Compito 1: Cita dal brano, parola per parola, il passo che inizia con le parole contenenti "Carissimi fratelli nell’episcopato" e si chiude con "per ogni uomo.".
Compito 2: Copia ogni riga delle voci salvate in cui compare la stringa "rough".

Carissimi fratelli nell’episcopato e nel sacerdozio di Cristo,
carissimi fedeli, a tutti voi il mio fraterno saluto in questo caro Santuario, testimone dell’Amore Misericordioso di Dio per ogni uomo.

Nel Vangelo che abbiamo ascoltato Gesù ci mostra il gusto per le fragilità umane, fissa quel giovane ricco nella sua debolezza e lo ama. Quanto è bello questo tratto umano e materno descritto dall’evangelista. Gesù non risponde, non spiega, non dimostra, ma esce da se stesso e con il silenzio, con lo sguardo, con il cuore annuncia il gusto per l’umano abitando le debolezze di quel tale, educandoci alla pazienza e all’attesa, trasfigurando se stesso e la persona che ha dinanzi. Dio ci fissa non per giudicarci ma per amarci, per farsi compagno di cammino con noi, per ascoltarci. A volte, forse, noi vorremmo che lui ci parli, ma spesso lui sceglie di porsi all’ascolto dei nostri sfoghi, vuole custodirci con il suo silenzio che è altra cosa dal mutismo. Dio in quel momento ci sta amando! Ed in questo mostra la sua forza! L’amore del Signore è grande e rispettoso: ci lascia liberi, anche di voltargli le spalle, di respingere il suo stesso amore.

E’ un dramma sempre presente nella storia dell’uomo: scegliere dove andare, che tipo di vita coltivare. Seguire il Signore o le ricche attrattive del mondo. La trasmissione della fede alle nuove generazioni è sempre stato un tema caro alla missione cristiana, ma oggi esso si è fatto drammaticamente urgente e decisivo. “L’esperienza quotidiana e le indagini sociologiche, pur offrendoci molteplici motivi di speranza, sono d’altra parte implacabili nel confermarci come la dimensione della fede sembra essere stata decisamente travolta dalla secolarizzazione” (Rel. Fragnelli).

Voci salvate:
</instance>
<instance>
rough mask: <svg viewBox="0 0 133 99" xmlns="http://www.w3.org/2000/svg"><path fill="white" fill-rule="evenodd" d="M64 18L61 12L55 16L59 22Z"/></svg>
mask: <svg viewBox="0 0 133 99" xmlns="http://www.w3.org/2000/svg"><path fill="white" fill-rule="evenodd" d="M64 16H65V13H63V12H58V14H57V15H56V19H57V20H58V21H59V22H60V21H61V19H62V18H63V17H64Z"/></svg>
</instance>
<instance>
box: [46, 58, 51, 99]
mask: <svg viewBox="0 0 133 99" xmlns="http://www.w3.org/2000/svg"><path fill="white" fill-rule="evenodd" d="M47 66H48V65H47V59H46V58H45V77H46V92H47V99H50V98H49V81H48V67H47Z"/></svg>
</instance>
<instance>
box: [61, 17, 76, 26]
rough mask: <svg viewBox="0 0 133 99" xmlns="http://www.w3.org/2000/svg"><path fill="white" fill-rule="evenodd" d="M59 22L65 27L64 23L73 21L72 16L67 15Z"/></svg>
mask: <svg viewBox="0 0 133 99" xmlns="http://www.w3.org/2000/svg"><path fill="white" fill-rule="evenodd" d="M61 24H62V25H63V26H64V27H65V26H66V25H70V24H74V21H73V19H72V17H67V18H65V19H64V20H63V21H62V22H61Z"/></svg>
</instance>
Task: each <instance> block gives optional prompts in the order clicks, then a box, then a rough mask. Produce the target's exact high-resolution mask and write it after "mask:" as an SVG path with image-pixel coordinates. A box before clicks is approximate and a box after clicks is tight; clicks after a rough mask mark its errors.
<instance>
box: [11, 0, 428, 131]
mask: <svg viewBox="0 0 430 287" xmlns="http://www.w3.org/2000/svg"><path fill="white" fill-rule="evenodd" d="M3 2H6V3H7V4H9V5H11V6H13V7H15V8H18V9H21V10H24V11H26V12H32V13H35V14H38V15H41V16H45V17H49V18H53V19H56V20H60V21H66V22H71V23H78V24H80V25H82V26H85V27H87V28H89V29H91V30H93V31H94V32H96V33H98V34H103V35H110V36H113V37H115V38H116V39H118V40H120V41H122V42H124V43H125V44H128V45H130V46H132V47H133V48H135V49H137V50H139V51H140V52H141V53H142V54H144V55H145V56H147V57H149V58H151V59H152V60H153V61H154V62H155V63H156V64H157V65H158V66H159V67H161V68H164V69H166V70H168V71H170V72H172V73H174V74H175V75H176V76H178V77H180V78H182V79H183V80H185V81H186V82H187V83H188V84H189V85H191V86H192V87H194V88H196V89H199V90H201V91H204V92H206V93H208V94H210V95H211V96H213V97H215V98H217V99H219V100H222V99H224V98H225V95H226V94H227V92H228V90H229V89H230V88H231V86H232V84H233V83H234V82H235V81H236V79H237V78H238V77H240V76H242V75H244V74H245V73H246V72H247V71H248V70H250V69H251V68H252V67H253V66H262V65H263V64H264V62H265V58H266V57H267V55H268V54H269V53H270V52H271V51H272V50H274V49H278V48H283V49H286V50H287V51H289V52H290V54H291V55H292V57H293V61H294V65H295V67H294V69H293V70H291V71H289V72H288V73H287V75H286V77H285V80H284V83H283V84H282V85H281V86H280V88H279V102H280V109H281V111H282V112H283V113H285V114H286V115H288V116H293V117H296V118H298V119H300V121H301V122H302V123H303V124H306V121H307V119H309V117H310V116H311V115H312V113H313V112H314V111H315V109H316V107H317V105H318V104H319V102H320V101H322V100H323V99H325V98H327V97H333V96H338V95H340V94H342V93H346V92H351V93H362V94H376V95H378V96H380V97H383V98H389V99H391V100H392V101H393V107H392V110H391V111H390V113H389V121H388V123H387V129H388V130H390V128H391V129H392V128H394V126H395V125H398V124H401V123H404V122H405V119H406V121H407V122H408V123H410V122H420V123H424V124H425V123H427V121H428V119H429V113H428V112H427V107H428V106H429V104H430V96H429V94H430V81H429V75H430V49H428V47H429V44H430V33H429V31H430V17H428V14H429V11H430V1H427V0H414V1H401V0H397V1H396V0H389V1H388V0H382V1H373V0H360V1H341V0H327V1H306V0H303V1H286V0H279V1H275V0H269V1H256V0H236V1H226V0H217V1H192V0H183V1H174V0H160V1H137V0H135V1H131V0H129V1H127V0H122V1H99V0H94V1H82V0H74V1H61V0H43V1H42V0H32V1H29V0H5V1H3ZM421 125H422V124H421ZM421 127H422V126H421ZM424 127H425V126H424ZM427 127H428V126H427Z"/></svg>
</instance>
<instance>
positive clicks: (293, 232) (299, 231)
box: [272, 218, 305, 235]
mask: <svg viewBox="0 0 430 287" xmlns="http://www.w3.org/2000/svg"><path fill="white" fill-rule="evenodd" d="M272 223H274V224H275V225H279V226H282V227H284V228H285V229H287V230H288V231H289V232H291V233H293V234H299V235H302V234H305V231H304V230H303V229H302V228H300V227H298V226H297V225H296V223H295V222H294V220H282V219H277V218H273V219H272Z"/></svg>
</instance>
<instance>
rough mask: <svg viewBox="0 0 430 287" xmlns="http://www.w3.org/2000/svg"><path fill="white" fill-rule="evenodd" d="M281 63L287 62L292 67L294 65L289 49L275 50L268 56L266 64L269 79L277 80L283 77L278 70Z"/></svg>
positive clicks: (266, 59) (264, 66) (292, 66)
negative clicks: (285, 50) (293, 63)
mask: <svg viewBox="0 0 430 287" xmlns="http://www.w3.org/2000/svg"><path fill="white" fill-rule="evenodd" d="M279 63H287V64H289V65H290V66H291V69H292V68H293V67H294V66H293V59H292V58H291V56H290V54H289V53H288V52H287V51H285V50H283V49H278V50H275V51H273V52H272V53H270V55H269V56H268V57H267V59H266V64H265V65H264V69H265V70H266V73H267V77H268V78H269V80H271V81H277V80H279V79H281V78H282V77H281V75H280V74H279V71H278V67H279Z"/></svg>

Risultato esercizio 1:
Carissimi fratelli nell’episcopato e nel sacerdozio di Cristo,
carissimi fedeli, a tutti voi il mio fraterno saluto in questo caro Santuario, testimone dell’Amore Misericordioso di Dio per ogni uomo.

Risultato esercizio 2:
rough mask: <svg viewBox="0 0 133 99" xmlns="http://www.w3.org/2000/svg"><path fill="white" fill-rule="evenodd" d="M64 18L61 12L55 16L59 22Z"/></svg>
rough mask: <svg viewBox="0 0 133 99" xmlns="http://www.w3.org/2000/svg"><path fill="white" fill-rule="evenodd" d="M59 22L65 27L64 23L73 21L72 16L67 15Z"/></svg>
Task: each <instance> block gives optional prompts in the order clicks, then a box, then a rough mask. Produce the target's exact high-resolution mask and write it after "mask:" as an SVG path with image-pixel coordinates. A box before clicks is approximate and a box after clicks is tight; clicks after a rough mask mark its errors.
rough mask: <svg viewBox="0 0 430 287" xmlns="http://www.w3.org/2000/svg"><path fill="white" fill-rule="evenodd" d="M281 63L287 62L292 67L294 65L289 49L275 50L268 56L266 64L269 79L277 80L283 77L278 70Z"/></svg>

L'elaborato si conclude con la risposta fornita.